- _Written instruction 1_
In the Knative serving known issues page, what state can a new service or service revision get stuck in because of a missing webhook configuration?

++++ Source document ++++

Known Issues in Knative serving

This page lists known issues for Knative serving. For known security vulnerabilities, see Security best practices.

You can also check for existing issues or open new issues in the public issue trackers.

Also see the troubleshooting page for troubleshooting strategies as well as solutions for some common errors.

Services stuck in RevisionMissing due to missing MutatingWebhookConfiguration

Creation of a new service or a new service revision may become stuck in the state "RevisionMissing" due to a missing webhook configuration. You can confirm this using the command

kubectl get mutatingwebhookconfiguration webhook.serving.knative.dev

which returns

kmutatingwebhookconfigurations.admissionregistration.k8s.io "webhook.serving.knative.dev" not found`

Temporary workaround

Until this is fixed in an upcoming version, you can do the following to fix this issue:

  1. Restart the webhook Pod to recreate the MutatingWebhookConfiguration:

    kubectl delete pod -n knative-serving -lapp=webhook
    kubectl get mutatingwebhookconfiguration --watch
  2. Restart the controllers:

    kubectl delete pod -n gke-system -listio=pilot
    kubectl delete pod -n knative-serving -lapp=controller
  3. Deploy a new revision for each service that has the RevisionMissing issue:

    gcloud run services update SERVICE --update-labels client.knative.dev/nonce=""

    replacing SERVICE with the name of the service.

  4. Repeat the above steps as needed if you experience the same issue when you deploy new revisions of the service.

++++

- _Written instruction 2_
Report in full each line of the records below that contains the word "cover".

++++ Input data ++++

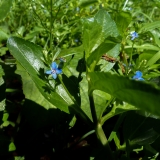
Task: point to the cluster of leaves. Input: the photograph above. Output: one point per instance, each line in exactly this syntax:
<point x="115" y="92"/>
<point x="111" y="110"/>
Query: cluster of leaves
<point x="103" y="49"/>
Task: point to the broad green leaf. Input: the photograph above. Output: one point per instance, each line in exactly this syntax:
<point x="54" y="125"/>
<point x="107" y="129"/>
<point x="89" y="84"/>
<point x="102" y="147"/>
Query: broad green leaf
<point x="85" y="104"/>
<point x="105" y="65"/>
<point x="3" y="35"/>
<point x="84" y="3"/>
<point x="29" y="56"/>
<point x="156" y="35"/>
<point x="12" y="147"/>
<point x="2" y="90"/>
<point x="140" y="94"/>
<point x="150" y="26"/>
<point x="92" y="36"/>
<point x="100" y="99"/>
<point x="123" y="19"/>
<point x="96" y="30"/>
<point x="30" y="90"/>
<point x="96" y="55"/>
<point x="144" y="47"/>
<point x="71" y="51"/>
<point x="5" y="7"/>
<point x="118" y="109"/>
<point x="4" y="144"/>
<point x="154" y="59"/>
<point x="109" y="27"/>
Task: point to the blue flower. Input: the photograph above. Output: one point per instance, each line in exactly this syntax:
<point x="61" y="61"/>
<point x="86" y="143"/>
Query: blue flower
<point x="134" y="35"/>
<point x="54" y="70"/>
<point x="138" y="76"/>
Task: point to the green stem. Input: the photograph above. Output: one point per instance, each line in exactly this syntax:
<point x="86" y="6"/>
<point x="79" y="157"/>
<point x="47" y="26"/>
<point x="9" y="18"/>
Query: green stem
<point x="71" y="97"/>
<point x="51" y="25"/>
<point x="103" y="140"/>
<point x="108" y="115"/>
<point x="98" y="127"/>
<point x="108" y="103"/>
<point x="131" y="54"/>
<point x="92" y="106"/>
<point x="76" y="109"/>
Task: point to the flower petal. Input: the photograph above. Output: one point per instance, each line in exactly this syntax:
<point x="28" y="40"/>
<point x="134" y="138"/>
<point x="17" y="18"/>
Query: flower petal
<point x="54" y="75"/>
<point x="141" y="79"/>
<point x="138" y="74"/>
<point x="54" y="65"/>
<point x="48" y="72"/>
<point x="58" y="71"/>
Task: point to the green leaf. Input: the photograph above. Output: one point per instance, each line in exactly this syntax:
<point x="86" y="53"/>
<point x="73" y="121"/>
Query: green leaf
<point x="118" y="109"/>
<point x="154" y="59"/>
<point x="149" y="26"/>
<point x="144" y="47"/>
<point x="156" y="35"/>
<point x="140" y="94"/>
<point x="92" y="36"/>
<point x="5" y="7"/>
<point x="95" y="56"/>
<point x="3" y="35"/>
<point x="30" y="90"/>
<point x="96" y="30"/>
<point x="123" y="19"/>
<point x="84" y="3"/>
<point x="12" y="147"/>
<point x="100" y="99"/>
<point x="2" y="90"/>
<point x="148" y="137"/>
<point x="105" y="65"/>
<point x="29" y="56"/>
<point x="71" y="51"/>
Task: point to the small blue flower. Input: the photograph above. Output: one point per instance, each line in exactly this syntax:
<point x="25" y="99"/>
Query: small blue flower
<point x="138" y="76"/>
<point x="54" y="70"/>
<point x="134" y="35"/>
<point x="76" y="40"/>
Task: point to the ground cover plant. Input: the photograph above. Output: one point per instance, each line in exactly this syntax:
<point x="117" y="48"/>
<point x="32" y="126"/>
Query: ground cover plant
<point x="79" y="79"/>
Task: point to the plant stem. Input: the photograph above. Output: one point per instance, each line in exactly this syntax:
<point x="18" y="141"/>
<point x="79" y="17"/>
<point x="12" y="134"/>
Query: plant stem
<point x="76" y="109"/>
<point x="103" y="140"/>
<point x="125" y="4"/>
<point x="92" y="106"/>
<point x="51" y="26"/>
<point x="98" y="127"/>
<point x="131" y="54"/>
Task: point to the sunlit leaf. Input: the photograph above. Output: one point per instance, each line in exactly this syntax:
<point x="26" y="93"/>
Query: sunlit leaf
<point x="5" y="6"/>
<point x="139" y="94"/>
<point x="29" y="56"/>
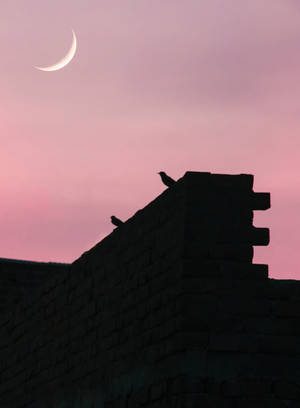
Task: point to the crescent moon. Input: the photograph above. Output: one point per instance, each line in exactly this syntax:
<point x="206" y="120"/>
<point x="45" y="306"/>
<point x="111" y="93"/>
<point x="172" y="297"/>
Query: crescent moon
<point x="64" y="61"/>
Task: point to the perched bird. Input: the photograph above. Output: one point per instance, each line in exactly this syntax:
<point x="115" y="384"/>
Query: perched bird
<point x="168" y="181"/>
<point x="116" y="221"/>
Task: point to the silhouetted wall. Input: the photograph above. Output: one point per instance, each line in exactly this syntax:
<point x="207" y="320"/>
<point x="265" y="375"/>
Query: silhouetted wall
<point x="166" y="311"/>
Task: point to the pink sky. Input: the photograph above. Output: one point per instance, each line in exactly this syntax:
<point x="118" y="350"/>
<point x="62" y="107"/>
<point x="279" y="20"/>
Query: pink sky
<point x="155" y="85"/>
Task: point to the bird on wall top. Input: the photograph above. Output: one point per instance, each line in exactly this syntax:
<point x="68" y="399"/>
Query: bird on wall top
<point x="167" y="180"/>
<point x="116" y="221"/>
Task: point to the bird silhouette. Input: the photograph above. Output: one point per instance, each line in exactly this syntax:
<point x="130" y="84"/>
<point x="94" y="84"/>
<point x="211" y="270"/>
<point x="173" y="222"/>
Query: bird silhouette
<point x="116" y="221"/>
<point x="168" y="181"/>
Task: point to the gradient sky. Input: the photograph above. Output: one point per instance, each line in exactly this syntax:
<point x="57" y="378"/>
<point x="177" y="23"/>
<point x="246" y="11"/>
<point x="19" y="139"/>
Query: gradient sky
<point x="200" y="85"/>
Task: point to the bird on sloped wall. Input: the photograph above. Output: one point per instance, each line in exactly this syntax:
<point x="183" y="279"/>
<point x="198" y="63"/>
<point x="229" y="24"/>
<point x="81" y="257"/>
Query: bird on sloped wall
<point x="167" y="180"/>
<point x="116" y="221"/>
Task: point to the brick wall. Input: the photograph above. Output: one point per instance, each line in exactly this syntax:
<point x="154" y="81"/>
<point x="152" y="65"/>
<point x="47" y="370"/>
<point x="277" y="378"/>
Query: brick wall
<point x="166" y="311"/>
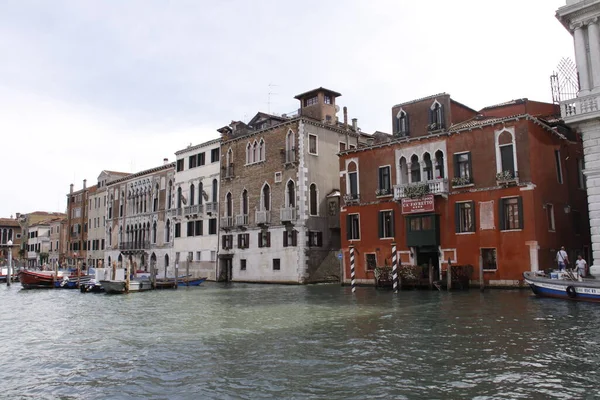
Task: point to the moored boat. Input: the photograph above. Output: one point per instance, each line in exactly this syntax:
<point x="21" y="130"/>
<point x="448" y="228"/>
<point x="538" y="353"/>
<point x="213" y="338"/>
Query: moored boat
<point x="563" y="285"/>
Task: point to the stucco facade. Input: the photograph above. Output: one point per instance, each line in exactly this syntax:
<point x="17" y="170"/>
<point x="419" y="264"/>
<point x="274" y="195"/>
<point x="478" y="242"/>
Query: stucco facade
<point x="278" y="175"/>
<point x="506" y="193"/>
<point x="196" y="224"/>
<point x="139" y="231"/>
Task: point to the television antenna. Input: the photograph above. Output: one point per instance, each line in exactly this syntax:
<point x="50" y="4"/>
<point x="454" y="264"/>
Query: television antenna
<point x="271" y="86"/>
<point x="564" y="82"/>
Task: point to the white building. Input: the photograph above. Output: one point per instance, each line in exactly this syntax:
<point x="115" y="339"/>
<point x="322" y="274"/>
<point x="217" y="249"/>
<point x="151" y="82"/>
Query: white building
<point x="195" y="210"/>
<point x="582" y="20"/>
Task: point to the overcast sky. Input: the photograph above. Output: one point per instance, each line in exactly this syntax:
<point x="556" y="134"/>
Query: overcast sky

++++

- _Task result 1_
RevisionMissing

- _Task result 2_
Task: point to the ground cover plant. Input: the photograph above. Output: one point per instance, each line in exactly this syntax:
Query: ground cover plant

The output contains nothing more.